**Objective:**
Nothing other than the lines from the one containing "of the backpack." through the close of the entries below should be printed, each exactly.

◇ ◇ ◇

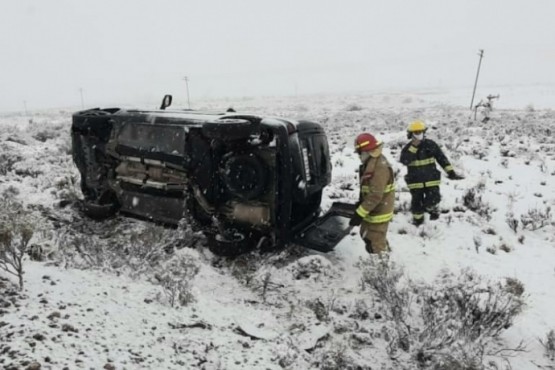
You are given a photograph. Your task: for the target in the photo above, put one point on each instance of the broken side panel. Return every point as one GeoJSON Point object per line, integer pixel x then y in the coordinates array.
{"type": "Point", "coordinates": [328, 230]}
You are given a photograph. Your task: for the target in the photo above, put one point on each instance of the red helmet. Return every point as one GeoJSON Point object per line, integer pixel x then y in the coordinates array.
{"type": "Point", "coordinates": [366, 143]}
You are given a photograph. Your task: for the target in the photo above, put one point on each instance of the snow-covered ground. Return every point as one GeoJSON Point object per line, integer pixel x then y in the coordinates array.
{"type": "Point", "coordinates": [295, 309]}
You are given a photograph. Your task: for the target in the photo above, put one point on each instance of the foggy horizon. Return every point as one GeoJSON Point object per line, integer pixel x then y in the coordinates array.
{"type": "Point", "coordinates": [119, 53]}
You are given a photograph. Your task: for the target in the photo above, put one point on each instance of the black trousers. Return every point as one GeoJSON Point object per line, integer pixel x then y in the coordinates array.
{"type": "Point", "coordinates": [424, 200]}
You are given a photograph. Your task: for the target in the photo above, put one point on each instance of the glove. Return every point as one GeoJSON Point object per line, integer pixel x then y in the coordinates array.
{"type": "Point", "coordinates": [454, 176]}
{"type": "Point", "coordinates": [356, 220]}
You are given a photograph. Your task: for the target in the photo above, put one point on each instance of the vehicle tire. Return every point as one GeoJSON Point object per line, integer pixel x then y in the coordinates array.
{"type": "Point", "coordinates": [245, 176]}
{"type": "Point", "coordinates": [94, 121]}
{"type": "Point", "coordinates": [229, 129]}
{"type": "Point", "coordinates": [99, 211]}
{"type": "Point", "coordinates": [229, 245]}
{"type": "Point", "coordinates": [106, 206]}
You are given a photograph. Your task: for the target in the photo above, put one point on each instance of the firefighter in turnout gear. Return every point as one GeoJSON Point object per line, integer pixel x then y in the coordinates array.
{"type": "Point", "coordinates": [377, 194]}
{"type": "Point", "coordinates": [423, 178]}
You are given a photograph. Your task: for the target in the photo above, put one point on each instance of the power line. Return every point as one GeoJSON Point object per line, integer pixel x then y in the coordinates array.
{"type": "Point", "coordinates": [481, 54]}
{"type": "Point", "coordinates": [186, 79]}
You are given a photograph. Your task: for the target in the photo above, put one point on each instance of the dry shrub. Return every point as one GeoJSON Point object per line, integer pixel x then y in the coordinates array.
{"type": "Point", "coordinates": [16, 231]}
{"type": "Point", "coordinates": [450, 324]}
{"type": "Point", "coordinates": [176, 278]}
{"type": "Point", "coordinates": [460, 319]}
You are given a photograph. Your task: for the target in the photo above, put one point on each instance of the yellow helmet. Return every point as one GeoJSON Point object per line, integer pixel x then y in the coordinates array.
{"type": "Point", "coordinates": [416, 126]}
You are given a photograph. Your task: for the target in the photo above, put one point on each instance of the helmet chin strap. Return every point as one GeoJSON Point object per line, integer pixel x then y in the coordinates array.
{"type": "Point", "coordinates": [364, 156]}
{"type": "Point", "coordinates": [419, 136]}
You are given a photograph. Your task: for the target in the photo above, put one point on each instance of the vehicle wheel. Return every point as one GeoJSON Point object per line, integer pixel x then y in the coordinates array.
{"type": "Point", "coordinates": [244, 176]}
{"type": "Point", "coordinates": [96, 121]}
{"type": "Point", "coordinates": [229, 129]}
{"type": "Point", "coordinates": [99, 211]}
{"type": "Point", "coordinates": [230, 245]}
{"type": "Point", "coordinates": [106, 206]}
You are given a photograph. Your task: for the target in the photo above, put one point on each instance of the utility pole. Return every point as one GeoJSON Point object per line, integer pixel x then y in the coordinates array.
{"type": "Point", "coordinates": [82, 101]}
{"type": "Point", "coordinates": [481, 54]}
{"type": "Point", "coordinates": [186, 79]}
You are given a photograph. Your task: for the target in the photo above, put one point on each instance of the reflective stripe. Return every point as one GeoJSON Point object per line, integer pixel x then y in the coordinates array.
{"type": "Point", "coordinates": [364, 143]}
{"type": "Point", "coordinates": [417, 185]}
{"type": "Point", "coordinates": [365, 189]}
{"type": "Point", "coordinates": [422, 185]}
{"type": "Point", "coordinates": [362, 212]}
{"type": "Point", "coordinates": [389, 188]}
{"type": "Point", "coordinates": [378, 219]}
{"type": "Point", "coordinates": [423, 162]}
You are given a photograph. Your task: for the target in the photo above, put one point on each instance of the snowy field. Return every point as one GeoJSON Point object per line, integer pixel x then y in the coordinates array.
{"type": "Point", "coordinates": [96, 300]}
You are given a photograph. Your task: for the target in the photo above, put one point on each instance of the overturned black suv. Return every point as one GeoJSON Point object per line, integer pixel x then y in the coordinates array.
{"type": "Point", "coordinates": [247, 181]}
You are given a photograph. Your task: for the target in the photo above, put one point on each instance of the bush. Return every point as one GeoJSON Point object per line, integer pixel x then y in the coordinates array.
{"type": "Point", "coordinates": [449, 324]}
{"type": "Point", "coordinates": [461, 318]}
{"type": "Point", "coordinates": [472, 200]}
{"type": "Point", "coordinates": [16, 231]}
{"type": "Point", "coordinates": [549, 345]}
{"type": "Point", "coordinates": [176, 278]}
{"type": "Point", "coordinates": [536, 218]}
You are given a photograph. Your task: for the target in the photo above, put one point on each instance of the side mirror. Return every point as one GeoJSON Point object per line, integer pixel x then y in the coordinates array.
{"type": "Point", "coordinates": [166, 102]}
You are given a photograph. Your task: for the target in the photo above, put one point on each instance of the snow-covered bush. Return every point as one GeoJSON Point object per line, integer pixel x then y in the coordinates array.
{"type": "Point", "coordinates": [16, 231]}
{"type": "Point", "coordinates": [7, 159]}
{"type": "Point", "coordinates": [460, 317]}
{"type": "Point", "coordinates": [472, 199]}
{"type": "Point", "coordinates": [176, 278]}
{"type": "Point", "coordinates": [311, 267]}
{"type": "Point", "coordinates": [549, 345]}
{"type": "Point", "coordinates": [536, 218]}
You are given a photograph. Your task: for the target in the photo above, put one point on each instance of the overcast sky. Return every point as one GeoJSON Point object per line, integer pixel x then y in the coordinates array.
{"type": "Point", "coordinates": [127, 52]}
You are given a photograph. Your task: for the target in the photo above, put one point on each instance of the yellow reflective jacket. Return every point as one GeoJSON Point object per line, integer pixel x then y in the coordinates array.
{"type": "Point", "coordinates": [377, 190]}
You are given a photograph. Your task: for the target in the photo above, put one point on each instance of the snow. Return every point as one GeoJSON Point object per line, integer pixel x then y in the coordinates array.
{"type": "Point", "coordinates": [260, 311]}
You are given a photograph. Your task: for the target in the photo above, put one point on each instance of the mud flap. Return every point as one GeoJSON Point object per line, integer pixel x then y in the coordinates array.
{"type": "Point", "coordinates": [328, 230]}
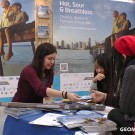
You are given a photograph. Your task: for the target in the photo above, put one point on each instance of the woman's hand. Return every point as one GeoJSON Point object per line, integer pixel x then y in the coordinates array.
{"type": "Point", "coordinates": [98, 77]}
{"type": "Point", "coordinates": [97, 96]}
{"type": "Point", "coordinates": [73, 97]}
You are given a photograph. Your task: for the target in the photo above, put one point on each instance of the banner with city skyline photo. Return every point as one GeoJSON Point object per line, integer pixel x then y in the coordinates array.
{"type": "Point", "coordinates": [80, 25]}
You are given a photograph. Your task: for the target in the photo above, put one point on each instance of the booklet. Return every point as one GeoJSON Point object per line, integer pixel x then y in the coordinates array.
{"type": "Point", "coordinates": [43, 11]}
{"type": "Point", "coordinates": [49, 119]}
{"type": "Point", "coordinates": [43, 32]}
{"type": "Point", "coordinates": [91, 121]}
{"type": "Point", "coordinates": [21, 112]}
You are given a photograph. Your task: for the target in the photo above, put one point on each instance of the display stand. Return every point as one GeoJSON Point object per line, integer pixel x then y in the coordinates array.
{"type": "Point", "coordinates": [43, 21]}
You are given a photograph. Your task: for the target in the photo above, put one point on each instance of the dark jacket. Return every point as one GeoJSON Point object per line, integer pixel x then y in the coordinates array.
{"type": "Point", "coordinates": [127, 96]}
{"type": "Point", "coordinates": [120, 98]}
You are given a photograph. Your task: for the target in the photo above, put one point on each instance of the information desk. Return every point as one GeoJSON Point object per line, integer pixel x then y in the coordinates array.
{"type": "Point", "coordinates": [21, 126]}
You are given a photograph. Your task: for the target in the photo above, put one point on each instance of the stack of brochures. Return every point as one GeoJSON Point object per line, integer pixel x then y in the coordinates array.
{"type": "Point", "coordinates": [88, 121]}
{"type": "Point", "coordinates": [21, 112]}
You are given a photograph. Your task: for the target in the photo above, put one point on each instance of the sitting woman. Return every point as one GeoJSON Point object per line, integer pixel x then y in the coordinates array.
{"type": "Point", "coordinates": [36, 79]}
{"type": "Point", "coordinates": [102, 77]}
{"type": "Point", "coordinates": [124, 66]}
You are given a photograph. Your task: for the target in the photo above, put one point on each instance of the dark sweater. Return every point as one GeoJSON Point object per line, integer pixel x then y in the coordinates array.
{"type": "Point", "coordinates": [30, 87]}
{"type": "Point", "coordinates": [114, 99]}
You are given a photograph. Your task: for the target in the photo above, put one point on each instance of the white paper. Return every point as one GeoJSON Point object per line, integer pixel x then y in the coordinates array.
{"type": "Point", "coordinates": [75, 81]}
{"type": "Point", "coordinates": [49, 119]}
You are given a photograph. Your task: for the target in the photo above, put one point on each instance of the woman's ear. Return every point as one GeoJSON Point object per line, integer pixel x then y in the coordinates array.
{"type": "Point", "coordinates": [124, 57]}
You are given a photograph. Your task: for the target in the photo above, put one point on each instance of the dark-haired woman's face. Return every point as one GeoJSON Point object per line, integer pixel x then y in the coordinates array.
{"type": "Point", "coordinates": [99, 68]}
{"type": "Point", "coordinates": [49, 60]}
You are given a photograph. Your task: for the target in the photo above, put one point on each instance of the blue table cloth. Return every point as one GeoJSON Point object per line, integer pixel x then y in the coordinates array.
{"type": "Point", "coordinates": [21, 126]}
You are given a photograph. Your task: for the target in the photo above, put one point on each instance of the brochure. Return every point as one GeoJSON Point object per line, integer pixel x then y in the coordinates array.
{"type": "Point", "coordinates": [43, 11]}
{"type": "Point", "coordinates": [88, 122]}
{"type": "Point", "coordinates": [43, 32]}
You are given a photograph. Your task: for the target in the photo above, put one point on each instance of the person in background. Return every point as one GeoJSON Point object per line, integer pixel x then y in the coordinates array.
{"type": "Point", "coordinates": [18, 24]}
{"type": "Point", "coordinates": [102, 73]}
{"type": "Point", "coordinates": [124, 23]}
{"type": "Point", "coordinates": [6, 21]}
{"type": "Point", "coordinates": [36, 79]}
{"type": "Point", "coordinates": [124, 66]}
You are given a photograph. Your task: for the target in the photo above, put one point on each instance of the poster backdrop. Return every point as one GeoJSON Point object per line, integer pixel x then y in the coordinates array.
{"type": "Point", "coordinates": [79, 25]}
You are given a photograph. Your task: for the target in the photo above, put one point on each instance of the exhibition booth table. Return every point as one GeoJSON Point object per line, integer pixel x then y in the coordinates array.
{"type": "Point", "coordinates": [21, 126]}
{"type": "Point", "coordinates": [13, 126]}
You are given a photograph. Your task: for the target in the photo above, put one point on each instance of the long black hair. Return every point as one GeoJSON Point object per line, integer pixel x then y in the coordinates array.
{"type": "Point", "coordinates": [43, 50]}
{"type": "Point", "coordinates": [118, 66]}
{"type": "Point", "coordinates": [104, 60]}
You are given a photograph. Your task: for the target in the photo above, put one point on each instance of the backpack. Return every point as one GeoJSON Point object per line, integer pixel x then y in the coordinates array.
{"type": "Point", "coordinates": [129, 24]}
{"type": "Point", "coordinates": [26, 17]}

◇ ◇ ◇

**Exercise result:**
You are given a photograph. Your task: for the target in the photo above, put one point on each instance of the backpack. Return every point as one GeoJSON Point object per line, integer pixel x then y in the coordinates array.
{"type": "Point", "coordinates": [129, 24]}
{"type": "Point", "coordinates": [26, 17]}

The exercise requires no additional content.